======== Records for this task ========

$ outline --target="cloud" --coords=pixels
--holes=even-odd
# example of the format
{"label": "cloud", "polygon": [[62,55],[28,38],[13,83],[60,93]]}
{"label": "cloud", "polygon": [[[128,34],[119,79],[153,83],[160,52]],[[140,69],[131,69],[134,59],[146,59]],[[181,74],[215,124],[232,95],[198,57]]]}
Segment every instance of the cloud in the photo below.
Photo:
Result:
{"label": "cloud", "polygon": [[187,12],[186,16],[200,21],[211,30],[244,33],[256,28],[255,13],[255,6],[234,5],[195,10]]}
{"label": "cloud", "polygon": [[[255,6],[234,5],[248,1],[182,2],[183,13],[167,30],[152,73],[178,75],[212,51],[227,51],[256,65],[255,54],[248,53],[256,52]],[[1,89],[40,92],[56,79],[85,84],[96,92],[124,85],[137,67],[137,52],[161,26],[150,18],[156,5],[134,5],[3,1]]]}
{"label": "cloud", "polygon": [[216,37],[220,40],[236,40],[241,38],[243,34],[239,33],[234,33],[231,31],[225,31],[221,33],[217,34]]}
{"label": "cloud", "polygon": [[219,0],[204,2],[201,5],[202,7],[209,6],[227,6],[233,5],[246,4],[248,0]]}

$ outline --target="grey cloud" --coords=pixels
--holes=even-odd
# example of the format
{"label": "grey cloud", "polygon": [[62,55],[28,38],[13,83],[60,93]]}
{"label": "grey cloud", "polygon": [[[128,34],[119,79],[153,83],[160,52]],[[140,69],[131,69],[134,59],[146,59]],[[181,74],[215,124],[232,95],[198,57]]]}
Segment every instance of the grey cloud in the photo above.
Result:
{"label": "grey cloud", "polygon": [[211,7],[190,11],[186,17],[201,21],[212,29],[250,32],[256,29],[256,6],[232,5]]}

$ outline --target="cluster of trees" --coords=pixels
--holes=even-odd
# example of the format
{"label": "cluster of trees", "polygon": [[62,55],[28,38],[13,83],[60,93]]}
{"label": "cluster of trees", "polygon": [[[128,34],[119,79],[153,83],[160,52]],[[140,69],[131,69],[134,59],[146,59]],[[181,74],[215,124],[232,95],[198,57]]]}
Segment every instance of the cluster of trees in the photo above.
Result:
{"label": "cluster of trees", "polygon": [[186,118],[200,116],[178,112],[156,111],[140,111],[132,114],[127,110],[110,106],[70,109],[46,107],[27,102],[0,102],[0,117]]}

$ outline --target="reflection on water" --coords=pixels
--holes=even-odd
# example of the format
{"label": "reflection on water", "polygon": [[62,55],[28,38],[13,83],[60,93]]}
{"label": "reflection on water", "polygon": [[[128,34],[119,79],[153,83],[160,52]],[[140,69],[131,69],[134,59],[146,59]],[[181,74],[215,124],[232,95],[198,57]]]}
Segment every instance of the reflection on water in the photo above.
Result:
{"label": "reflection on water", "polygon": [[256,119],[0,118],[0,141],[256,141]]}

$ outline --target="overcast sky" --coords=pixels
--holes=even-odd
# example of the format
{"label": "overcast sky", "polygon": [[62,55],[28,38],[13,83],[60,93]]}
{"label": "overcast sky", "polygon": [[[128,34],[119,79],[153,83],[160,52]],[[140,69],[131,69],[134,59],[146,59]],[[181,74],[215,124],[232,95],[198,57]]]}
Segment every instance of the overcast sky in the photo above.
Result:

========

## Task details
Take the lines above and retype all of them exactly.

## Answer to the problem
$ outline --target="cloud" --coords=pixels
--holes=even-odd
# example of the format
{"label": "cloud", "polygon": [[62,55],[28,38],[13,83],[60,93]]}
{"label": "cloud", "polygon": [[[128,34],[119,79],[153,83],[160,52]],[[140,69],[131,69],[134,59],[146,59]],[[181,74],[215,124],[232,95],[198,57]]]}
Segment every instance of the cloud in the photo below.
Photo:
Result:
{"label": "cloud", "polygon": [[187,12],[186,16],[200,21],[211,30],[244,33],[256,28],[255,13],[255,6],[234,5],[195,10]]}
{"label": "cloud", "polygon": [[[255,6],[234,5],[248,1],[182,2],[183,13],[167,30],[152,73],[178,75],[212,51],[227,51],[256,65],[255,54],[248,53],[256,52]],[[1,89],[40,92],[56,79],[85,84],[96,92],[124,85],[137,67],[137,52],[161,26],[150,18],[156,5],[134,5],[3,1]]]}
{"label": "cloud", "polygon": [[216,37],[220,40],[236,40],[241,38],[243,34],[239,33],[234,33],[231,31],[225,31],[221,33],[217,34]]}
{"label": "cloud", "polygon": [[219,0],[204,2],[201,5],[202,7],[209,6],[227,6],[233,5],[246,4],[248,0]]}

$ outline --target="grey cloud" --coords=pixels
--holes=even-odd
# example of the format
{"label": "grey cloud", "polygon": [[62,55],[28,38],[13,83],[60,93]]}
{"label": "grey cloud", "polygon": [[[128,34],[119,79],[153,83],[160,52]],[[140,69],[131,69],[134,59],[146,59]],[[181,74],[215,124],[232,95],[198,57]]]}
Segment every instance of the grey cloud in the photo above.
Result:
{"label": "grey cloud", "polygon": [[211,7],[190,11],[186,17],[201,21],[212,29],[250,32],[256,29],[256,6],[232,5]]}

$ outline --target="cluster of trees" --coords=pixels
--holes=even-odd
# example of the format
{"label": "cluster of trees", "polygon": [[62,55],[28,38],[13,83],[60,93]]}
{"label": "cluster of trees", "polygon": [[[128,34],[119,79],[153,83],[160,52]],[[140,69],[131,69],[134,59],[146,59]],[[181,74],[215,124],[232,95],[198,57]]]}
Segment every instance of the cluster of trees in the photo above.
Result:
{"label": "cluster of trees", "polygon": [[186,118],[200,116],[178,112],[156,111],[140,111],[132,114],[127,110],[110,106],[70,109],[46,107],[27,102],[0,102],[0,117]]}

$ outline --target="reflection on water" --coords=pixels
--holes=even-odd
# example of the format
{"label": "reflection on water", "polygon": [[62,55],[28,38],[13,83],[60,93]]}
{"label": "reflection on water", "polygon": [[[128,34],[119,79],[153,83],[160,52]],[[140,69],[131,69],[134,59],[146,59]],[[181,74],[215,124],[232,95],[198,57]]]}
Segment every instance of the reflection on water in the photo above.
Result:
{"label": "reflection on water", "polygon": [[256,119],[0,118],[0,141],[256,141]]}

$ outline --target="overcast sky" --coords=pixels
--holes=even-odd
# example of the format
{"label": "overcast sky", "polygon": [[62,55],[28,38],[13,83],[60,93]]}
{"label": "overcast sky", "polygon": [[[128,34],[119,79],[153,83],[160,52]],[[140,69],[131,69],[134,59],[146,59]],[[181,74],[215,124],[232,95],[198,57]]]}
Segment every instance of the overcast sky in the photo above.
Result:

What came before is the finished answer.